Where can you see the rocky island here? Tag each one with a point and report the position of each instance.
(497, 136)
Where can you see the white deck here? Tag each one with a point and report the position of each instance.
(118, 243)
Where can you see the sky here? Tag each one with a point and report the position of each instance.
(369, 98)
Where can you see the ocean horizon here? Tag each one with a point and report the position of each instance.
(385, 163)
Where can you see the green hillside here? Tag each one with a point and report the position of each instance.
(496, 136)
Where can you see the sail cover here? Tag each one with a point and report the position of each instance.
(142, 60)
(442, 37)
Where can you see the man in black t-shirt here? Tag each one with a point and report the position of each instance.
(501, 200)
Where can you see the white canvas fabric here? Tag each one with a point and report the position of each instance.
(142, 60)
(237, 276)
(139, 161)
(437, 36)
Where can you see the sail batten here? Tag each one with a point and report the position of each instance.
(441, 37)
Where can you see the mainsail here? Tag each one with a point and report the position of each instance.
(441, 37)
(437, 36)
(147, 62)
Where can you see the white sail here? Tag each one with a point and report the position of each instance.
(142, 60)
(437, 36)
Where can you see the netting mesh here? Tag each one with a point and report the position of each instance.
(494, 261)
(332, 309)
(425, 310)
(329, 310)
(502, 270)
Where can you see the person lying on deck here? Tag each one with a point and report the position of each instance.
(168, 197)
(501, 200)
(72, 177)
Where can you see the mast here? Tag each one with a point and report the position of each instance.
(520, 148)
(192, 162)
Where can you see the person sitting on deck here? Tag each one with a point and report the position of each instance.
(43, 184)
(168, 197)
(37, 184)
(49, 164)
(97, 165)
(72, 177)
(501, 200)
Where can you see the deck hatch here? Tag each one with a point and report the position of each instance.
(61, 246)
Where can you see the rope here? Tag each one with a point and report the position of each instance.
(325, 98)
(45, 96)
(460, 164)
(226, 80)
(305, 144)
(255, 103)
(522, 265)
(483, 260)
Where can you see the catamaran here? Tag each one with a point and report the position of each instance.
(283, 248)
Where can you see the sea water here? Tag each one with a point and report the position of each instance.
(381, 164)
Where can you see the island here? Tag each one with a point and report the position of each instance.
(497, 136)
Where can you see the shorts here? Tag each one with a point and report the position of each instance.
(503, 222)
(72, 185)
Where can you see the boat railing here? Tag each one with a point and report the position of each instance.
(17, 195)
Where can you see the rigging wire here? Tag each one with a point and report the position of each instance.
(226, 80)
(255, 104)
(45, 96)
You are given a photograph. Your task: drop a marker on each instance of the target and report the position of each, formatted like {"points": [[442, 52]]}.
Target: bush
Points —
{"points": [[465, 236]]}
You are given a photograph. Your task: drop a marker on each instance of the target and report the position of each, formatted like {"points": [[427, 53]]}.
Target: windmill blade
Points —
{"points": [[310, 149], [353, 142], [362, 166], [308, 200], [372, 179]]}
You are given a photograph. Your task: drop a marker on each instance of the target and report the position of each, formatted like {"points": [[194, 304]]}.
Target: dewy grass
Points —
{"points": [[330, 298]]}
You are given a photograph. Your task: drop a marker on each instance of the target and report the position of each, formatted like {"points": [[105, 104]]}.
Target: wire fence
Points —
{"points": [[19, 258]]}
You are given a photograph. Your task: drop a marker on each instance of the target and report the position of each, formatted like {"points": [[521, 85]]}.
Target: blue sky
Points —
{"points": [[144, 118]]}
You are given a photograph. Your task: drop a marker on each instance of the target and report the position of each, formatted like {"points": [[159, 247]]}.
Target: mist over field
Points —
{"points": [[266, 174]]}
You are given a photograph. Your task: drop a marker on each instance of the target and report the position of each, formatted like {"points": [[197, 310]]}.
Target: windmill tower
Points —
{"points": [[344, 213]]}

### About this exercise
Check each line above for the word "windmill" and say how many have it, with nothing else.

### Exercise output
2